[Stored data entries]
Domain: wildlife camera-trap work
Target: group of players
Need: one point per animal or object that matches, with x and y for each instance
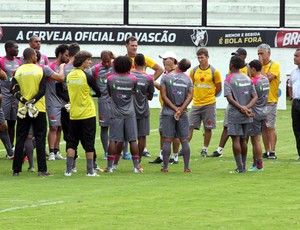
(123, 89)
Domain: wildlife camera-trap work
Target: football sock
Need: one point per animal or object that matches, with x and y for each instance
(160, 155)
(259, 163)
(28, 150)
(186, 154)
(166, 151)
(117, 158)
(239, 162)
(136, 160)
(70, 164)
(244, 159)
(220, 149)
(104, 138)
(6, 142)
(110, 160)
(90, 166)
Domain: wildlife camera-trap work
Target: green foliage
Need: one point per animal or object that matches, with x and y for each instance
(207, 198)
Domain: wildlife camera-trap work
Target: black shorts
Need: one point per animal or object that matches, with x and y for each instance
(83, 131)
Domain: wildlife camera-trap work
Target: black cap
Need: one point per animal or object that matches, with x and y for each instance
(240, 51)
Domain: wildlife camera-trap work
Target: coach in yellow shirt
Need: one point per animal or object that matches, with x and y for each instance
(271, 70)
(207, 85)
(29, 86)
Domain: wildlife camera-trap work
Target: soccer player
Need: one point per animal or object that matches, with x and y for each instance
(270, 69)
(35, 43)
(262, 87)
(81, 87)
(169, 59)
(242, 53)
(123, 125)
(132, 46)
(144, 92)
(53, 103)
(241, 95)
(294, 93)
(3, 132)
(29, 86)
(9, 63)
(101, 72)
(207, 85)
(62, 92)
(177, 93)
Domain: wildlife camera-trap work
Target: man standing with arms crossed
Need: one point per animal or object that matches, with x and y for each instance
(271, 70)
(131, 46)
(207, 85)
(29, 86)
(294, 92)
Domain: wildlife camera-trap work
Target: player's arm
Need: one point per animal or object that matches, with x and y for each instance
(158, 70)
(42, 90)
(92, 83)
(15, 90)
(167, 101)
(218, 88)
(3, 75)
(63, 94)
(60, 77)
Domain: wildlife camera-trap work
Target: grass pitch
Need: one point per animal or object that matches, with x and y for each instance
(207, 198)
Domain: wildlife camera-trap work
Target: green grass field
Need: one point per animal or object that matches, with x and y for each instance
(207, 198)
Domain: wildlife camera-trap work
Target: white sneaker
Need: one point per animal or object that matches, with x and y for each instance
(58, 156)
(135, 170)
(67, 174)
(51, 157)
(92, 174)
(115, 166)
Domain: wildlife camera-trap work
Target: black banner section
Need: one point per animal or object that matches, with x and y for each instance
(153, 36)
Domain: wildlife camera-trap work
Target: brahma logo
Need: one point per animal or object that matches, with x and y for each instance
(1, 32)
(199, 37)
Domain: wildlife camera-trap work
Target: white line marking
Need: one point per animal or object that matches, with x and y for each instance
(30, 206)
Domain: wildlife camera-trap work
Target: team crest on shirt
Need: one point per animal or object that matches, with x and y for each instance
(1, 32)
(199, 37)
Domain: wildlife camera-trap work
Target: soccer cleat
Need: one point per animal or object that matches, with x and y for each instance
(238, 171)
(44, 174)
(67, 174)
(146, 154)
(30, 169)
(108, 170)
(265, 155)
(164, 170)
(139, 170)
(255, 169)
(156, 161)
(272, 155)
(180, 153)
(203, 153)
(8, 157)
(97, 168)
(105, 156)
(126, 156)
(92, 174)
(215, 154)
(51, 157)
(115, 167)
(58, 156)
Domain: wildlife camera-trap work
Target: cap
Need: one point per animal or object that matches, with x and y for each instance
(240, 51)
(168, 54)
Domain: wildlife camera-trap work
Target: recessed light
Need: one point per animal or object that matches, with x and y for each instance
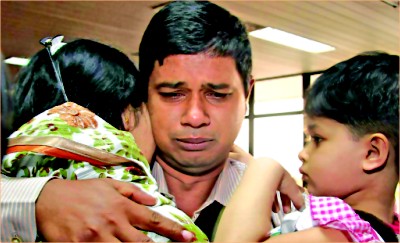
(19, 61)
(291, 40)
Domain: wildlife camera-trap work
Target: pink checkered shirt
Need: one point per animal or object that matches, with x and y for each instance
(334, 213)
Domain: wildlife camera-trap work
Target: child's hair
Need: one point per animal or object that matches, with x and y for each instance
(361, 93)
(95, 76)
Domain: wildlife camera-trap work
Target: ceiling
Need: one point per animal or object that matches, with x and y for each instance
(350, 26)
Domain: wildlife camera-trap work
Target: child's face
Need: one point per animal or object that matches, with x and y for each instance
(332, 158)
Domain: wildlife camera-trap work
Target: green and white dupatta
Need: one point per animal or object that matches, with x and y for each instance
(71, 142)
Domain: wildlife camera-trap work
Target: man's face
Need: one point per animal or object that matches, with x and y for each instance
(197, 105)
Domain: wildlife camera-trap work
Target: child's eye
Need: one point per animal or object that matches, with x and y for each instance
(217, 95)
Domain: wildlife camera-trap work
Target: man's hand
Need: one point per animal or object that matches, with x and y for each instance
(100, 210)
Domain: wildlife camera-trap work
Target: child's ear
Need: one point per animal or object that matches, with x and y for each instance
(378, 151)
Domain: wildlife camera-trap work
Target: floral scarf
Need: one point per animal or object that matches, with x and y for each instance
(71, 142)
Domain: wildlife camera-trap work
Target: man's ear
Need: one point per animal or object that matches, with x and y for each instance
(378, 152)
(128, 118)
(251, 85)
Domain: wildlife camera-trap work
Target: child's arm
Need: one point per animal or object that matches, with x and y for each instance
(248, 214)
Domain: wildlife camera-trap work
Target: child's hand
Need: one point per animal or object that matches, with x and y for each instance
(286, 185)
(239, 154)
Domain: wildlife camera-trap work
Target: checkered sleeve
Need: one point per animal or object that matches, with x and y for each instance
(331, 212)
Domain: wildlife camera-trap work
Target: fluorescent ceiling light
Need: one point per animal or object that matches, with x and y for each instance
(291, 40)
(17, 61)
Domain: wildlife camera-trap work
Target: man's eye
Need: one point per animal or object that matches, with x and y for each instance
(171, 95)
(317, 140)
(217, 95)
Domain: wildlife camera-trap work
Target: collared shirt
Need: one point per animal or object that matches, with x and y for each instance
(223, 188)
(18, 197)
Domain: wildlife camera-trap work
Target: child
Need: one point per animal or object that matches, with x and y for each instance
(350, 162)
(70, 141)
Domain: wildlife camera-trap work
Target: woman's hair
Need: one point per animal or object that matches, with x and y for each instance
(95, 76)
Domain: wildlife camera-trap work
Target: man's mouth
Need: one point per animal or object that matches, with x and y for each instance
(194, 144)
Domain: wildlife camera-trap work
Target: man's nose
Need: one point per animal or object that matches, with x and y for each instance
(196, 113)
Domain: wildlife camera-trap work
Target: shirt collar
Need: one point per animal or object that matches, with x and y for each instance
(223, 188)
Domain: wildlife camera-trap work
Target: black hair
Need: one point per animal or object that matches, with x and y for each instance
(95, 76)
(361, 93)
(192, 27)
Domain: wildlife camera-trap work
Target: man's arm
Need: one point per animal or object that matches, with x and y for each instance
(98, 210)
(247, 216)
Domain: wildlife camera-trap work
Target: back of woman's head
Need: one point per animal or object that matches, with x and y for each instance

■ **EXERCISE REQUIREMENTS**:
Check the entries above line by line and return each one containing the word "green".

■ **TASK RESPONSE**:
Target: green foliage
Target: green grass field
Target: green and white dupatta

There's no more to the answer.